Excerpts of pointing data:
◇ ◇ ◇ ◇

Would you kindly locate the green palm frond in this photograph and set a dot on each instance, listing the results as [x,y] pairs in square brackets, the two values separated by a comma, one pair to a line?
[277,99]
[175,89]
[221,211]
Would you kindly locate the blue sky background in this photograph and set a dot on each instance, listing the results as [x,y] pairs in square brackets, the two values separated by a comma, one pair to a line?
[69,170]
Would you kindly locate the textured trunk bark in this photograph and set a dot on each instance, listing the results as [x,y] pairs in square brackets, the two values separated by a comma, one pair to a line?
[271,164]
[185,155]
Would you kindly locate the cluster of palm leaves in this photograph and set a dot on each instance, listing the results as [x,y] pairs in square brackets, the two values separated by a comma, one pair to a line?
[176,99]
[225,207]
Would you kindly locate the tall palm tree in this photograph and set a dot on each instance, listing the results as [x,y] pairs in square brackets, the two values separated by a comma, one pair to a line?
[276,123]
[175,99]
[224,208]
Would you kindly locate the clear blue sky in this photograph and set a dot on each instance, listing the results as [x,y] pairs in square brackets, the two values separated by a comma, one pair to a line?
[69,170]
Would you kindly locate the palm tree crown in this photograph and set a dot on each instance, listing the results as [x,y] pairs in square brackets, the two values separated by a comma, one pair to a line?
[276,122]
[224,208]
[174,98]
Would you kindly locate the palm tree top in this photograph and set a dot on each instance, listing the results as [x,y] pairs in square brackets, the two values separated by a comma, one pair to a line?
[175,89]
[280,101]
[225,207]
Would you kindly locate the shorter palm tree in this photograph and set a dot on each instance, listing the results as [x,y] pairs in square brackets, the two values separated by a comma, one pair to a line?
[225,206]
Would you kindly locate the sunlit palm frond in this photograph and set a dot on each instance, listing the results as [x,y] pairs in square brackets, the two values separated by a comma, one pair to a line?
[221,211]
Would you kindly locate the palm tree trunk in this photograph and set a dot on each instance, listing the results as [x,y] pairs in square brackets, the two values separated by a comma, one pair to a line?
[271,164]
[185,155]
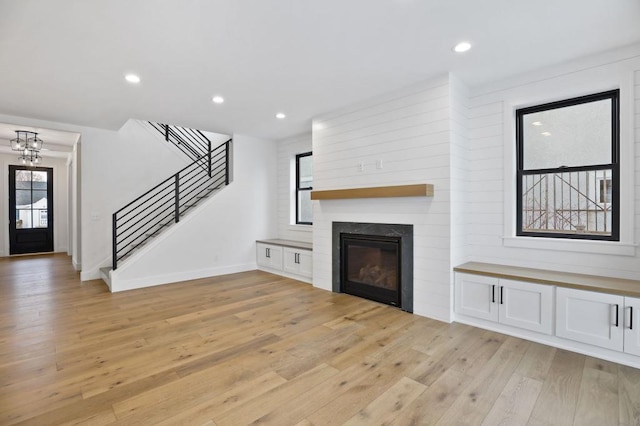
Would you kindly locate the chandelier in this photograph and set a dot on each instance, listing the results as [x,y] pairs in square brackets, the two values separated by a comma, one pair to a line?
[29,145]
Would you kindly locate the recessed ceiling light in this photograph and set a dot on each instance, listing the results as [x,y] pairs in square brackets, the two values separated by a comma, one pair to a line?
[132,78]
[462,47]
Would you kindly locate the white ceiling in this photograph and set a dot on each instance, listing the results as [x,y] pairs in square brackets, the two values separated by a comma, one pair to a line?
[64,60]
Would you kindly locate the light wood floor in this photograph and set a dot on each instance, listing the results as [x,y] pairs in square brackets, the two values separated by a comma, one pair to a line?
[255,347]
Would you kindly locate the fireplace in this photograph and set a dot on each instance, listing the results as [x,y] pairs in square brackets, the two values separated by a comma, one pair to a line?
[374,261]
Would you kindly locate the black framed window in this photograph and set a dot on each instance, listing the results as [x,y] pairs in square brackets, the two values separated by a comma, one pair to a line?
[568,172]
[304,184]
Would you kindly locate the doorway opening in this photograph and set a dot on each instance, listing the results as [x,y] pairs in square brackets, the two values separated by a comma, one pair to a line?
[30,209]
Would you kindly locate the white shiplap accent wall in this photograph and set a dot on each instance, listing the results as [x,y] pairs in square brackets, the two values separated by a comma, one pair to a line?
[459,95]
[492,167]
[409,132]
[287,151]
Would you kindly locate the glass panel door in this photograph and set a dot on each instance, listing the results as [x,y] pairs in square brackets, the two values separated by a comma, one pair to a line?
[30,204]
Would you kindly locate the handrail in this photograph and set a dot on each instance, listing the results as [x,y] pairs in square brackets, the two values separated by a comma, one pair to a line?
[171,197]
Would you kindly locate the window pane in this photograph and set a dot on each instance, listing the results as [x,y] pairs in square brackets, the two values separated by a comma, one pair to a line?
[577,135]
[305,208]
[41,219]
[306,171]
[23,219]
[39,199]
[23,198]
[568,203]
[39,176]
[23,179]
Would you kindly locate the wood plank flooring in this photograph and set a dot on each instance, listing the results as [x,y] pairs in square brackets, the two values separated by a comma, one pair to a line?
[256,348]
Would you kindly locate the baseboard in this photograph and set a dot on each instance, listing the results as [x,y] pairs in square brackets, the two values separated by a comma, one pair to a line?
[119,284]
[93,274]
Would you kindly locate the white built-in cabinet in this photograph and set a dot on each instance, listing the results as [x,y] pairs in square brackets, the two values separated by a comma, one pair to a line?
[519,304]
[599,323]
[606,320]
[287,260]
[298,261]
[269,256]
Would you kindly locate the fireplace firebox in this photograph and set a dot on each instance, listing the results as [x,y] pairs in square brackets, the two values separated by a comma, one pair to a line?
[371,267]
[374,261]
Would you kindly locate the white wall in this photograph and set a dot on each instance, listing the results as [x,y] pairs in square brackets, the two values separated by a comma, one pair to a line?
[60,201]
[492,167]
[410,132]
[459,172]
[287,151]
[218,237]
[116,168]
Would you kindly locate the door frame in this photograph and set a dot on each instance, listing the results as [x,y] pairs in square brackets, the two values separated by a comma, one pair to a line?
[12,200]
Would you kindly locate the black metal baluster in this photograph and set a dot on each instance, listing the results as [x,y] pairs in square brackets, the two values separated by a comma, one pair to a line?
[177,197]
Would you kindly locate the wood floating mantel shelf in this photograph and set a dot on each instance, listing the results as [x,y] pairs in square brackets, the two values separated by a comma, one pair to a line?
[419,190]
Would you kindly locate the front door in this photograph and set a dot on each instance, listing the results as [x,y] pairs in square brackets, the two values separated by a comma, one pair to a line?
[30,209]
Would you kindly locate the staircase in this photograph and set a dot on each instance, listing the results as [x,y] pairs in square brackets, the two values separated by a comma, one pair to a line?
[155,211]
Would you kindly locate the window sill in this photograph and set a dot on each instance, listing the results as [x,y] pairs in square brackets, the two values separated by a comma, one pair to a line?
[614,248]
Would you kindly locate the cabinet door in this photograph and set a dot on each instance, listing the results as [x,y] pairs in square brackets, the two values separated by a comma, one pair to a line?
[290,260]
[475,296]
[305,262]
[526,305]
[590,317]
[269,256]
[297,261]
[261,255]
[632,325]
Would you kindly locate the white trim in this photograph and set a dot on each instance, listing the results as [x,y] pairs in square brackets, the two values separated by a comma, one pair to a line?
[581,246]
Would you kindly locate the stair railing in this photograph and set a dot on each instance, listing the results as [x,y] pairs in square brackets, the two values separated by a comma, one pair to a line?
[191,142]
[164,204]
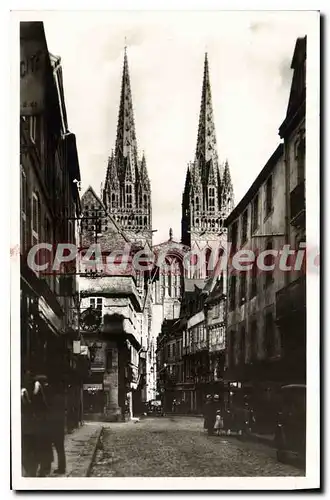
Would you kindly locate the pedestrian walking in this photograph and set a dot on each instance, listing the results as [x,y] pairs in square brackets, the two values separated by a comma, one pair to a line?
[208,402]
[57,423]
[211,414]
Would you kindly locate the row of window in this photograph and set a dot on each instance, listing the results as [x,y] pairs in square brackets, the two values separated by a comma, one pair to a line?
[174,349]
[240,282]
[126,199]
[238,352]
[255,209]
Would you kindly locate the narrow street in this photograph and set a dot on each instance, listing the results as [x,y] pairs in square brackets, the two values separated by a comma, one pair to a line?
[178,446]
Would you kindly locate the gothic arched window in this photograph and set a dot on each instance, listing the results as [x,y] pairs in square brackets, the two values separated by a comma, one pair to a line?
[211,199]
[208,263]
[145,202]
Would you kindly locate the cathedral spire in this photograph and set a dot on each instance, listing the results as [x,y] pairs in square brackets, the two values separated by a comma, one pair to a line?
[206,149]
[126,137]
[143,171]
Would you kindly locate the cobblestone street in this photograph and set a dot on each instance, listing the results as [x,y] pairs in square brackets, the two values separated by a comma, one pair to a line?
[178,446]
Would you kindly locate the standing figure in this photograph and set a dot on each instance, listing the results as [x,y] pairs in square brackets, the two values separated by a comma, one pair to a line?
[29,455]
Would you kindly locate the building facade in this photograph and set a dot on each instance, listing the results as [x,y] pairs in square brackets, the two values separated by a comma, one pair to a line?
[119,220]
[49,206]
[207,201]
[291,299]
[266,308]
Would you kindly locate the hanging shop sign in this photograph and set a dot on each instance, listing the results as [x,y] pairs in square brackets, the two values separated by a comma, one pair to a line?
[93,387]
[90,320]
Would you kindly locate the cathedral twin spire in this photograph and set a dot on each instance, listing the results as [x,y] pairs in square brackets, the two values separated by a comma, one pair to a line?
[208,193]
[127,187]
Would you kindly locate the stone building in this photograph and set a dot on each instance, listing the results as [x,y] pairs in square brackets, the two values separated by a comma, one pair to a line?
[49,205]
[207,201]
[120,219]
[257,225]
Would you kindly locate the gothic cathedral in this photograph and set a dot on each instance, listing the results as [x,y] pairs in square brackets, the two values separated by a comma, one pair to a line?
[208,193]
[127,194]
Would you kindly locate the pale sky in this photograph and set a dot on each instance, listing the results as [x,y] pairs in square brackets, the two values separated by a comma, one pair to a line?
[249,58]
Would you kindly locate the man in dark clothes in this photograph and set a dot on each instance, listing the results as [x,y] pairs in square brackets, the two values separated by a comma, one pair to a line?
[57,421]
[210,414]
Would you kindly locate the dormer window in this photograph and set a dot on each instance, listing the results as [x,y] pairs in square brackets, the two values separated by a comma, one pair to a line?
[197,204]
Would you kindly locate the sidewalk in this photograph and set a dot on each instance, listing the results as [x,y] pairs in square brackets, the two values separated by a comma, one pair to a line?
[80,447]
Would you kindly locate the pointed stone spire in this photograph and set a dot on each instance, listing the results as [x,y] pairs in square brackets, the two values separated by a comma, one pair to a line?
[206,148]
[144,172]
[126,137]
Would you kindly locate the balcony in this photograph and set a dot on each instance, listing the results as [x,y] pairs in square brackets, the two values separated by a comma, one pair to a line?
[298,205]
[291,299]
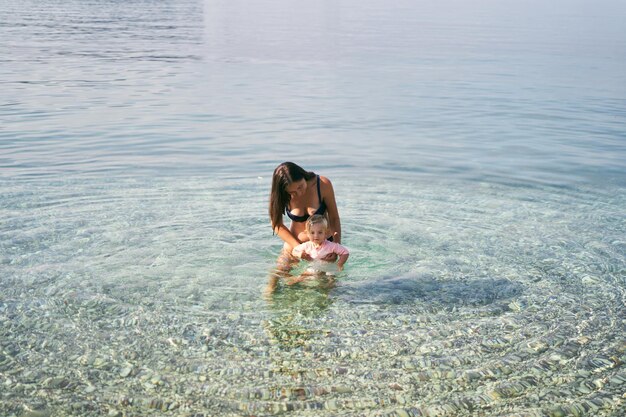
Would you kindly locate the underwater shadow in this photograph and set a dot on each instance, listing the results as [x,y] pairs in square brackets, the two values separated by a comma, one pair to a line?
[409,289]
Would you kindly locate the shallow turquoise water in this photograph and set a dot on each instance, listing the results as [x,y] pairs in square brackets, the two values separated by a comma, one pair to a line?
[477,153]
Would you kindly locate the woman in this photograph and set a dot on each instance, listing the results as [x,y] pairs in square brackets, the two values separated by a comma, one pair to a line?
[301,194]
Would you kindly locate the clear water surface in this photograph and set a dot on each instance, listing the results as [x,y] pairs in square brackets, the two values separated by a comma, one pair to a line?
[477,149]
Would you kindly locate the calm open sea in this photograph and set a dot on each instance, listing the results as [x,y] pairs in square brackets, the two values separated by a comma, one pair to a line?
[478,154]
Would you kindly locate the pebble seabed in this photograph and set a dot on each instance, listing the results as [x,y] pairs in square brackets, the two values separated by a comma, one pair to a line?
[477,333]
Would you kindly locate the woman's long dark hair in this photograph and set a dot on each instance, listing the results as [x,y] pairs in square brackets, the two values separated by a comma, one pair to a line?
[284,175]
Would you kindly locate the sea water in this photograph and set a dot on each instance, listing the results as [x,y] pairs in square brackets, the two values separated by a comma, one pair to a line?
[477,153]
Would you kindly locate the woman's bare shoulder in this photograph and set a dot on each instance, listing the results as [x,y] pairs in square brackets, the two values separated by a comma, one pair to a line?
[325,181]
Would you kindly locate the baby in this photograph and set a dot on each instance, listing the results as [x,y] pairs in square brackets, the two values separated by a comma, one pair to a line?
[317,247]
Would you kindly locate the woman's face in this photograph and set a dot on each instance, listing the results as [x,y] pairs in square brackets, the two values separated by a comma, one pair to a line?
[296,189]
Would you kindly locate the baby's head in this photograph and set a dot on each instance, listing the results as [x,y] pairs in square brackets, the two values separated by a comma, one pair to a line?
[316,228]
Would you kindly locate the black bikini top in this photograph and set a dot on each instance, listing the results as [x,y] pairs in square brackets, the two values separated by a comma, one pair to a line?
[320,210]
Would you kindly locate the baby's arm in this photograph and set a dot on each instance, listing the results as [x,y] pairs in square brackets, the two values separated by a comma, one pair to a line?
[342,260]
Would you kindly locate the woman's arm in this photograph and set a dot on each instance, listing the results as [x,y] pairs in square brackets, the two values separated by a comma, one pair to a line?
[328,194]
[285,234]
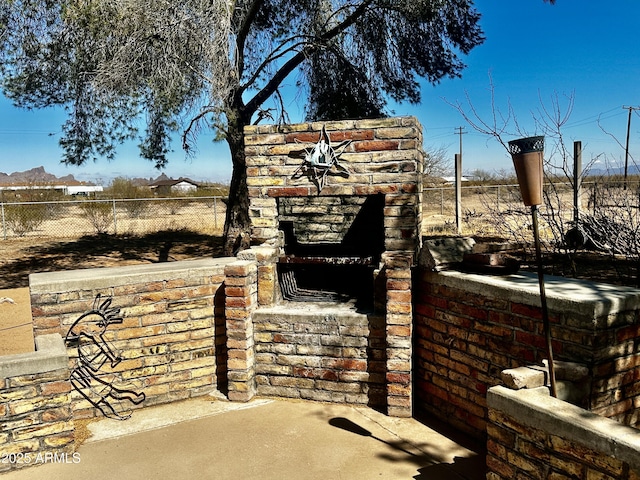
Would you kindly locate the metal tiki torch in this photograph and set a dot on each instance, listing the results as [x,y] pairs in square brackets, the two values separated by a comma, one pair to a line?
[527,154]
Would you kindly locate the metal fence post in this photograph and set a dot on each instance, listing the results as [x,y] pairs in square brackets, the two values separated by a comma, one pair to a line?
[215,213]
[115,220]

◇ ◇ ◇ ◇

DIRECTIVE: Produce an exact copy of the lines from the line containing "Would you kindly locate the baby's arm" through the last line of the records, with no pictures and no other text.

SOLUTION TO THIS PROBLEM:
Would you kindly locate the baby's arm in this photograph and set a dot on each instance, listing the results as [x,y] pairs in square brackets, the two values separated by a comma, one pair to a line?
[342,260]
Would you kindly locate the woman's arm in this photograph and set a dot on each instance, listing the results as [x,y] pairs in square brackets, the two values separated by a comma, one pair to a line?
[328,194]
[285,234]
Would you kindly locate the metal tiki torch in this photograph and set a dot on each instance, listing the results as [x,y] pairs in square brackets, the two values separated by a comma, one pair to a line?
[527,154]
Would you kindly locate the metal fence post in this photograph and set a dot on each instance, listing the results as [x,y] pairs in square brackets, the two values separated by a comma, one pair to a line?
[215,213]
[115,220]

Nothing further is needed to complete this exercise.